● WHAT YOU NEED TO DO: A faithful copy of every record is needed here. Images must not appear in it.

[Start of section]

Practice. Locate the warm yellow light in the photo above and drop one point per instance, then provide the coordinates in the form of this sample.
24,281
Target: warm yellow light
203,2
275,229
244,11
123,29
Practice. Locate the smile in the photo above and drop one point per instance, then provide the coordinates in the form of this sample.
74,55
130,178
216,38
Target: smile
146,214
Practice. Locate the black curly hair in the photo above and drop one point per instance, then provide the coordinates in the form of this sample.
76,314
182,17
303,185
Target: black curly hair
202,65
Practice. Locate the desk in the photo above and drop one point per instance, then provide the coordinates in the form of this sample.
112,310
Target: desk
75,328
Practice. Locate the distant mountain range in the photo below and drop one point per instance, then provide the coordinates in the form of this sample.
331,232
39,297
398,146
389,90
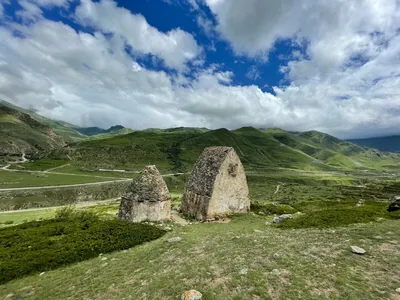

[End of section]

● TASK OUTPUT:
Practice. Locate the warm yellow light in the photo above and drop one point per instance, then provide the coordinates in the form of this sample.
24,281
Target: warm yellow light
203,2
275,229
244,11
123,29
Practice. Locate the smile in the photo above and drop one point per instance, then provide the coordinates in the form of this sample.
74,55
130,178
216,38
Target: smile
146,214
Practice. Locate the black curly hair in the photo above and drop one point per instance, then provide the coordinates in the form of this sample.
76,314
182,17
303,185
Target: black curly hair
202,65
Practice. Locate the desk in the photo above and drop one point per instance, then provide the coordinates in the form of this sample.
112,310
Target: desk
75,328
Practice. Locate the distant mountain range in the photo below and drop one point per instance, then provide the coordinates in the form of this sample.
331,232
39,297
398,146
389,90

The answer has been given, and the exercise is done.